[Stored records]
════
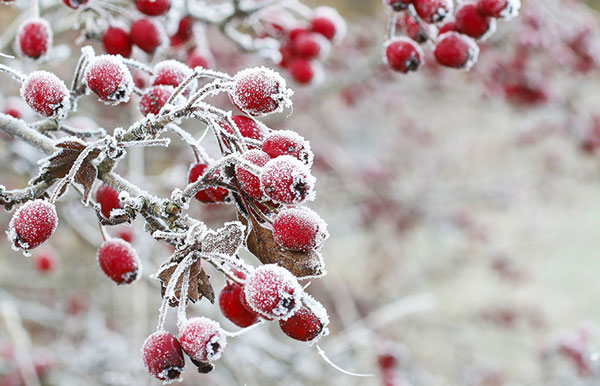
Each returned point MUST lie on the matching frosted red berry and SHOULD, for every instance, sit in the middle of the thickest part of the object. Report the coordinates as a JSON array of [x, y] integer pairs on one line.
[[119, 261], [433, 11], [46, 94], [230, 302], [155, 98], [153, 7], [260, 91], [208, 195], [116, 41], [109, 79], [287, 142], [272, 292], [34, 38], [299, 229], [108, 198], [403, 54], [456, 51], [248, 179], [287, 181], [302, 70], [163, 356], [202, 339], [32, 224], [471, 23], [147, 35]]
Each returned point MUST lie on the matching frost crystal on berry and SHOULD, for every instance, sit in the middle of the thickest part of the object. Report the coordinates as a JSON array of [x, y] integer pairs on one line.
[[260, 91], [202, 339], [32, 224], [272, 292], [109, 78], [46, 94]]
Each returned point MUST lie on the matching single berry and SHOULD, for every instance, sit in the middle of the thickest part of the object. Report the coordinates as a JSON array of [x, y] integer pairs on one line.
[[500, 9], [45, 261], [456, 51], [287, 142], [46, 94], [302, 70], [471, 23], [172, 73], [249, 180], [272, 292], [306, 324], [208, 195], [147, 35], [109, 79], [202, 339], [403, 54], [163, 356], [75, 3], [116, 41], [398, 5], [260, 91], [155, 98], [299, 229], [328, 22], [119, 261], [153, 7], [433, 11], [32, 224], [34, 38], [230, 302], [108, 198]]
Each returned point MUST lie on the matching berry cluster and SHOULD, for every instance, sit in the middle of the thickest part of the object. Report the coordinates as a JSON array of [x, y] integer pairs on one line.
[[451, 33]]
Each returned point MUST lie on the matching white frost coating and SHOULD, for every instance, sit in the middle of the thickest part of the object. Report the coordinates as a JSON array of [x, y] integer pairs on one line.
[[333, 15], [272, 291], [202, 339], [48, 31], [112, 76]]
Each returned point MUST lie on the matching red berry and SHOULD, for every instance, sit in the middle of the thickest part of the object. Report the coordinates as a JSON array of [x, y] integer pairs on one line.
[[202, 339], [34, 38], [328, 22], [471, 23], [46, 94], [287, 142], [306, 324], [456, 51], [109, 79], [260, 91], [75, 3], [108, 198], [403, 54], [163, 356], [248, 179], [119, 261], [116, 41], [272, 292], [299, 229], [147, 35], [301, 70], [433, 11], [45, 261], [502, 9], [208, 195], [398, 5], [230, 302], [153, 7], [32, 224], [155, 98], [172, 73]]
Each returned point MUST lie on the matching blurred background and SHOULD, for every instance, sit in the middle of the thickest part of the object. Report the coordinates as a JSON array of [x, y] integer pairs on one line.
[[463, 209]]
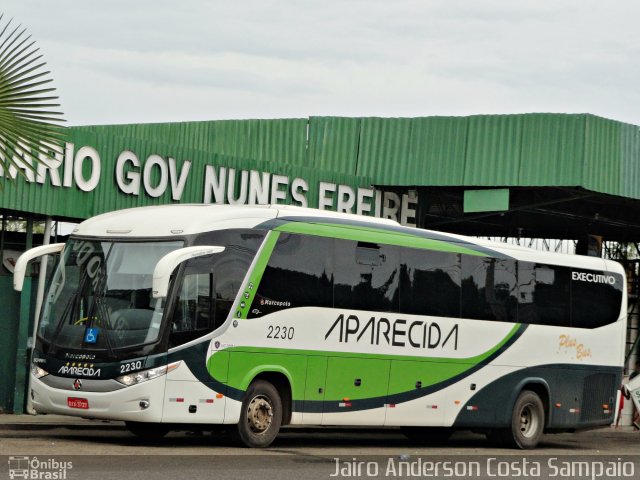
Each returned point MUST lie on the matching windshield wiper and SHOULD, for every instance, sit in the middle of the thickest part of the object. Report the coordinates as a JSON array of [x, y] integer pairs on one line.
[[98, 305], [69, 307]]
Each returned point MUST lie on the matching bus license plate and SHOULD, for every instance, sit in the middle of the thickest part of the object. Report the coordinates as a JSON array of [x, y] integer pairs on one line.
[[73, 402]]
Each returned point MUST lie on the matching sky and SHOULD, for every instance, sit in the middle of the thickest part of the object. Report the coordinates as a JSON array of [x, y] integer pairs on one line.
[[142, 61]]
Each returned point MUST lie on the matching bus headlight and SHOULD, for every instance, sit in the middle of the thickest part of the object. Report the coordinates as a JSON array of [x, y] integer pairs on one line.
[[143, 376], [38, 372]]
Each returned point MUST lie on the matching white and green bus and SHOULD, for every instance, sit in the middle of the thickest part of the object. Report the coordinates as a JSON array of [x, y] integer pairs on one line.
[[187, 316]]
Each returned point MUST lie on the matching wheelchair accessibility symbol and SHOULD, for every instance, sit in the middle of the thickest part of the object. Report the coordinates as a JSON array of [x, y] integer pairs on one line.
[[91, 335]]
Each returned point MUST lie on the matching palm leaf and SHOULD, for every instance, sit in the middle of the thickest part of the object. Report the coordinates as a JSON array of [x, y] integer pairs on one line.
[[30, 121]]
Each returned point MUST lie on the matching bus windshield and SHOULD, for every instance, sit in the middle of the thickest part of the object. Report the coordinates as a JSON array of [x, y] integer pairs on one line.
[[100, 296]]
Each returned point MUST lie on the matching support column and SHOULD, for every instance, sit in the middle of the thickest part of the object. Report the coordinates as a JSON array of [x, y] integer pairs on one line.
[[22, 350]]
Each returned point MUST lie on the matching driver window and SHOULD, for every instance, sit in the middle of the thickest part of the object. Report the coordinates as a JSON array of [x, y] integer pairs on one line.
[[192, 315]]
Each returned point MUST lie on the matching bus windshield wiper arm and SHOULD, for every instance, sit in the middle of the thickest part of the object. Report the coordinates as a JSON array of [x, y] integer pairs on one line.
[[99, 308], [69, 307]]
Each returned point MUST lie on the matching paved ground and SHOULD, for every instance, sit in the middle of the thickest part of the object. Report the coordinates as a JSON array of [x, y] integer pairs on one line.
[[106, 450]]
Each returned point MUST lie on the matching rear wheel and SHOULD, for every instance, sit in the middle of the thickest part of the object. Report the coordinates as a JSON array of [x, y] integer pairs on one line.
[[427, 435], [147, 431], [527, 422], [261, 415]]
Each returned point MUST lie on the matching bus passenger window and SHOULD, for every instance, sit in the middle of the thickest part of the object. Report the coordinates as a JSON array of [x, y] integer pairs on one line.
[[489, 289], [299, 274], [367, 276]]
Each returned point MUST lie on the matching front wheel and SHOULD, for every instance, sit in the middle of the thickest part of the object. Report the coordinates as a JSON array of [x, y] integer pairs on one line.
[[261, 415], [527, 422]]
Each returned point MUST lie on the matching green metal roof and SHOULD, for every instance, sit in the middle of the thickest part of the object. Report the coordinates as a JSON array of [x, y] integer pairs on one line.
[[527, 150]]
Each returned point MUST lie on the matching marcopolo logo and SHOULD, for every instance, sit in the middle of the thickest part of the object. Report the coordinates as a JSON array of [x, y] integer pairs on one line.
[[593, 278], [33, 468], [79, 370]]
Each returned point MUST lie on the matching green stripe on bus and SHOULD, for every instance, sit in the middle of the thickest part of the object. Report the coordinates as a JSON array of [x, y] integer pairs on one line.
[[247, 362], [351, 232], [249, 291]]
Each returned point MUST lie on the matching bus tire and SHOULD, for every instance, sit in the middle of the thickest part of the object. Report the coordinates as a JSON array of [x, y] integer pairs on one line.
[[427, 435], [527, 422], [147, 431], [261, 415]]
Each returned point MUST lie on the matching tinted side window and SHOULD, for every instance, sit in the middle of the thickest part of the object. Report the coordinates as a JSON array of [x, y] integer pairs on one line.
[[429, 283], [595, 298], [489, 289], [299, 273], [543, 294], [366, 276]]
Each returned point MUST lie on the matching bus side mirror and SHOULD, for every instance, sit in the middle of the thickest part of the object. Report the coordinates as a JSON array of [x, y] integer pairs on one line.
[[21, 265], [168, 263]]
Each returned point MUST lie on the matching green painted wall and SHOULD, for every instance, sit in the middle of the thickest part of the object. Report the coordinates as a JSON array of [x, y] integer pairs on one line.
[[482, 150]]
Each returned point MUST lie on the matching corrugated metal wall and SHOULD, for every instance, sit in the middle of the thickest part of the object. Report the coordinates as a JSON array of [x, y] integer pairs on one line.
[[483, 150]]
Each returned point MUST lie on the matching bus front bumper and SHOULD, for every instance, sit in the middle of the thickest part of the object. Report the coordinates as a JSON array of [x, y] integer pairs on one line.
[[141, 403]]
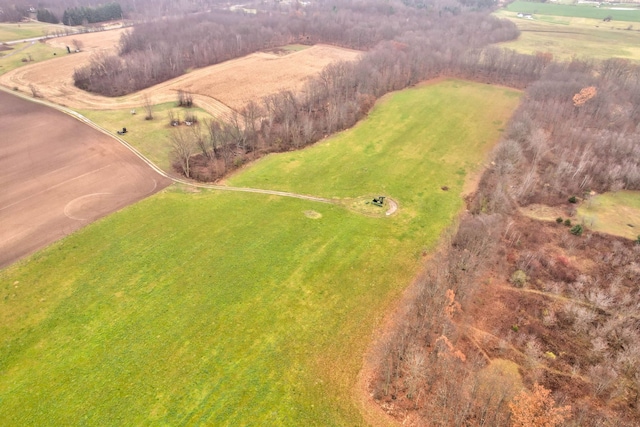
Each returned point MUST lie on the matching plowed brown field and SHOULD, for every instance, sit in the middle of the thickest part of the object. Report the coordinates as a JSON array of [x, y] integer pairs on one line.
[[59, 175], [219, 89]]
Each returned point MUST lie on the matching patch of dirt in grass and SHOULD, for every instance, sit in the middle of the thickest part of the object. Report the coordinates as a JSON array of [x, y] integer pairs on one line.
[[313, 214]]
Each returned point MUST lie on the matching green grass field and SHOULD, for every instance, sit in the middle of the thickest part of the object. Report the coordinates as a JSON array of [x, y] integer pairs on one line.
[[150, 137], [223, 308], [566, 37], [580, 11], [26, 30], [614, 213], [36, 52]]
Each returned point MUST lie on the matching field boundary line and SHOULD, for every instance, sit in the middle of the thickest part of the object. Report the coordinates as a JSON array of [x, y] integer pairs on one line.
[[158, 170]]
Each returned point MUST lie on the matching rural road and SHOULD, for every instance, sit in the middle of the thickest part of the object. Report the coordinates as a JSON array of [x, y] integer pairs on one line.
[[393, 206]]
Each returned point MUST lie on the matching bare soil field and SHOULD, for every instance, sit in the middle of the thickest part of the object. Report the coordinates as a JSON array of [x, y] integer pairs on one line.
[[59, 175], [219, 89]]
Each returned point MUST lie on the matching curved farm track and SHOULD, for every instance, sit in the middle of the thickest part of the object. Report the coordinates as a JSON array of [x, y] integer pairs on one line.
[[219, 89]]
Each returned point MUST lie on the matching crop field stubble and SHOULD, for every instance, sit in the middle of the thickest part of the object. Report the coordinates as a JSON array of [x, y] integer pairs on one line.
[[219, 88], [59, 175], [235, 309]]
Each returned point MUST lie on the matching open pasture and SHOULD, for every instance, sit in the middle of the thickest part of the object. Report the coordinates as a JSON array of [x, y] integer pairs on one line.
[[580, 11], [220, 308], [568, 37], [614, 213], [59, 175], [26, 30]]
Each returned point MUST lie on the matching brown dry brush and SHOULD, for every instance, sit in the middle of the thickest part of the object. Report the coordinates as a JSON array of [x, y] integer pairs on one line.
[[427, 365], [157, 51], [341, 95]]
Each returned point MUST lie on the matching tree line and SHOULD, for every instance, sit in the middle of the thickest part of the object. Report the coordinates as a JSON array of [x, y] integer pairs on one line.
[[160, 50]]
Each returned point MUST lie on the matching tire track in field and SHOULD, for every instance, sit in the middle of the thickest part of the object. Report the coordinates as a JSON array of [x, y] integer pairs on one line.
[[393, 206]]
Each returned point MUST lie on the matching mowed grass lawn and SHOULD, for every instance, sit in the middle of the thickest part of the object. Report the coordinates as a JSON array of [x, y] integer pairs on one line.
[[225, 308]]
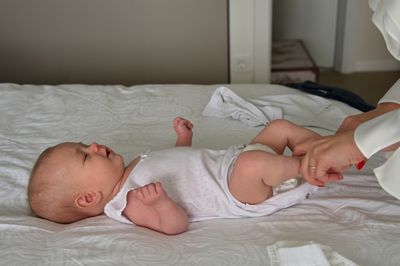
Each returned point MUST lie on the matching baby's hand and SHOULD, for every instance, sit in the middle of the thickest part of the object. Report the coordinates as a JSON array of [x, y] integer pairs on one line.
[[183, 129], [182, 124]]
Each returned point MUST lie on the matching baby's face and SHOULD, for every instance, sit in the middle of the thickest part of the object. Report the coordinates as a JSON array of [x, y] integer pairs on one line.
[[92, 167]]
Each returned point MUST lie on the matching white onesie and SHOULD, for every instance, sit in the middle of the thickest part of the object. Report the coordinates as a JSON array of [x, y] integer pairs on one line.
[[197, 180]]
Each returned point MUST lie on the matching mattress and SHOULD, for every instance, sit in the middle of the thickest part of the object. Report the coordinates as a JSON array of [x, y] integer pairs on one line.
[[354, 217]]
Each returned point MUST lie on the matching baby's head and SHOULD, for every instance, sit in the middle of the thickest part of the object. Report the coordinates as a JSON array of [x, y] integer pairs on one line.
[[73, 181]]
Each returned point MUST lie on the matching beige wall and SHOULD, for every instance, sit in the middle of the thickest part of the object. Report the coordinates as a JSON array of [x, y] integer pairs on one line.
[[371, 52], [114, 42]]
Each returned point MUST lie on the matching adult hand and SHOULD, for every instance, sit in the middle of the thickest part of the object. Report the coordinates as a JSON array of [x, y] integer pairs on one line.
[[353, 121], [326, 158]]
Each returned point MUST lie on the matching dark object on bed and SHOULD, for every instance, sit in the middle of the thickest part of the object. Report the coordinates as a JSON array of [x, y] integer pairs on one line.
[[335, 93]]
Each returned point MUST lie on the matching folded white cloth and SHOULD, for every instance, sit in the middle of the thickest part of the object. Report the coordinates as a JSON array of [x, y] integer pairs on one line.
[[294, 253], [225, 103], [301, 109]]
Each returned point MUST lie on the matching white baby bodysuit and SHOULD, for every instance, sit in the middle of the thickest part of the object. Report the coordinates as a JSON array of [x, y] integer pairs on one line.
[[197, 180]]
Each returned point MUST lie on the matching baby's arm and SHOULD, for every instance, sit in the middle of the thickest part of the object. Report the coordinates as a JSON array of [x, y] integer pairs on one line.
[[150, 206], [183, 129]]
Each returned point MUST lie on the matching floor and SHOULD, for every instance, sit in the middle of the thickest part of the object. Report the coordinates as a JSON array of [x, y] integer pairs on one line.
[[371, 86]]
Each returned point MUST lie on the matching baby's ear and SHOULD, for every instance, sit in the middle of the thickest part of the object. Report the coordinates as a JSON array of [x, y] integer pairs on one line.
[[87, 199]]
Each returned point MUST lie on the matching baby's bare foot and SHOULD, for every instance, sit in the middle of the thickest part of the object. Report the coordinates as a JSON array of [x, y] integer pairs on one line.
[[183, 129]]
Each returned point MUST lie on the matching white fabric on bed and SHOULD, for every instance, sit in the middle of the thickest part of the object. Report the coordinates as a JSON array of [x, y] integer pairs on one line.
[[304, 110], [354, 217]]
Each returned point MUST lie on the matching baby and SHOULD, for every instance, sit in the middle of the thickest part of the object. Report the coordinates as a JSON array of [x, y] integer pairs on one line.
[[73, 181]]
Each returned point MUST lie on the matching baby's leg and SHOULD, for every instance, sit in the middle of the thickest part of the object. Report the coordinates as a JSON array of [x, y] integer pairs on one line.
[[256, 172], [183, 129], [150, 206], [280, 134]]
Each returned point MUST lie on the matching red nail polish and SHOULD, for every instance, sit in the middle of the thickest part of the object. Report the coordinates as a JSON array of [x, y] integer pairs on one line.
[[360, 165]]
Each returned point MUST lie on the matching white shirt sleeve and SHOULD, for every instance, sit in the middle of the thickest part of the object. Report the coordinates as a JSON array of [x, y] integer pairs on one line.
[[384, 130], [376, 134]]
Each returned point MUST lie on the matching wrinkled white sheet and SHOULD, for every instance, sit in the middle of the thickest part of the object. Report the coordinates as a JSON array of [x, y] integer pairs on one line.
[[354, 217]]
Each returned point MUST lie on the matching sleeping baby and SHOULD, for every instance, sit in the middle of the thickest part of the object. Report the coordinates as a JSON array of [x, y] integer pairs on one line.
[[165, 190]]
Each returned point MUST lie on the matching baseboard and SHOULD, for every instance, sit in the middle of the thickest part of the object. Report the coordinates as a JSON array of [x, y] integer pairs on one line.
[[377, 65]]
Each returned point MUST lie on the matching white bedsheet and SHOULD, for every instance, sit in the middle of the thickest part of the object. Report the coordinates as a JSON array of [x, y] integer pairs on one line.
[[354, 217]]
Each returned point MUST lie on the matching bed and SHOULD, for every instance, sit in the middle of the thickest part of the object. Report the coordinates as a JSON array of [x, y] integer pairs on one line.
[[353, 217]]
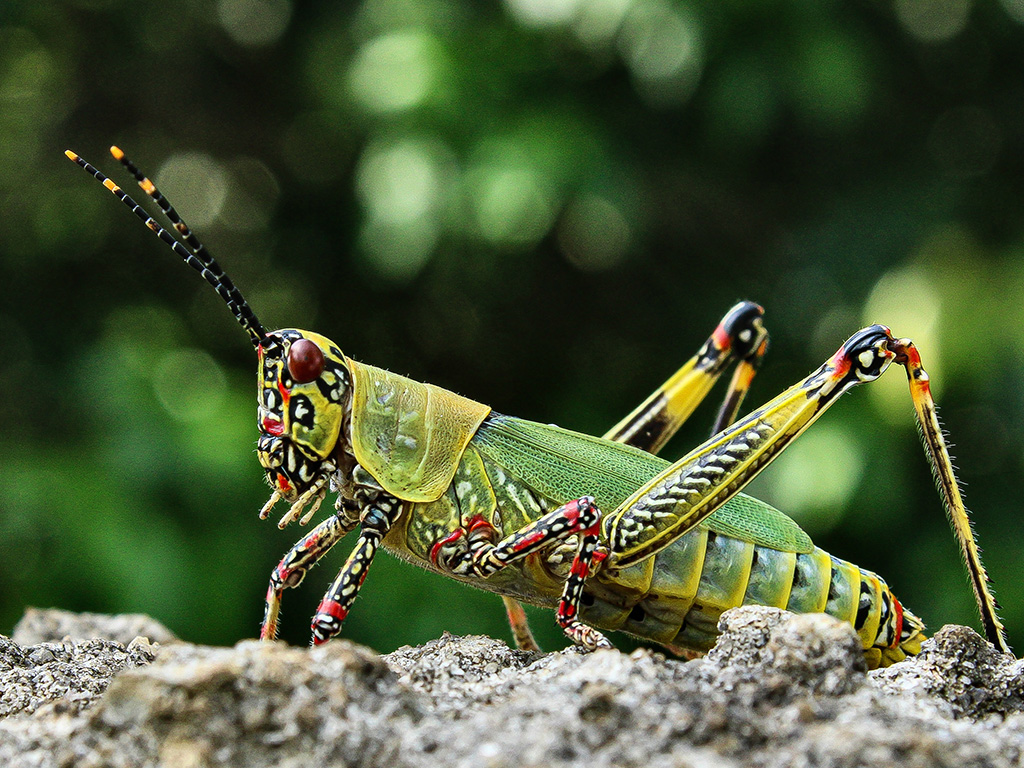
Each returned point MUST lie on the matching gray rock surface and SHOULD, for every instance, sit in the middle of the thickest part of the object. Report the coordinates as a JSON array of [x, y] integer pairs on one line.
[[777, 690]]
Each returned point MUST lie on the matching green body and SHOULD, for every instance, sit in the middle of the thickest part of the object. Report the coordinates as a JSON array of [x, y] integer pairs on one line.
[[514, 471]]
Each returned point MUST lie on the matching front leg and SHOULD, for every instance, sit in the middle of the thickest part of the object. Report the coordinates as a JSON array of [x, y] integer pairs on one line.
[[294, 565], [376, 520]]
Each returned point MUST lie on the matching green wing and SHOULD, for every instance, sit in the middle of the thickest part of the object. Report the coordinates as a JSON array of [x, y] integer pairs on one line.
[[564, 465]]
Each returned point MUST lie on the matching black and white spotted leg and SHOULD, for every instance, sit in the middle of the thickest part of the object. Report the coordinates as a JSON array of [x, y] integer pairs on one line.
════
Short exercise:
Repeat verbatim the range of lines that opens at the line containing "Each returned point MUST lie on the matching white bedsheet" and closes at the last line of the entries, excluding all pictures.

Expected output:
Each returned point MUST lie on the matching white bedsheet and SHOULD, for every instance, sit in the middle of the thickest part of the object. Report the coordinates as a JSON array of [x, y] integer pairs on one line.
[[354, 217]]
Each returned point MUST lie on the matching bed and SHOULD, for every instance, sit in the middle of the thickest part of the object. Report the coordinates as a JSON array of [x, y] integer pairs on one line.
[[353, 217]]
Each returned point MUST lie on the matching gray rock surface and SHOULD, for every instance, sit in the middle of the thickest part of the object. Report the coordinates as a JSON array of [x, y] integer pairs on one line.
[[777, 690]]
Each returned point MUST lie on the matching green body and SHOULD, for every instance, sit in the middle of the thickest part of the object. Report the coordinates as a JSON array of [x, y] integer pairs on one line.
[[514, 471]]
Each returned point MUST lie on the matching front leg and SHOULD, for every instance, sit in the middle of the thickest part of the object. Report the coordinates as a JSON array of [x, y] integer pairs on one line.
[[294, 565], [376, 520]]
Each returned point MUST lie on the matching green wing and SHOULD, for every instance, sit in the middle of the thickest part of the object. Report the coordinates as a JSON array of [x, y] integer pairs on one line.
[[564, 465]]
Each returned point MUST lie on the matching black and white spotted leg and SHOULD, for every instance, sit in the middle of the thickest part of the object. Report the coordinates as a JSON array of [x, y] integer pairs on one line.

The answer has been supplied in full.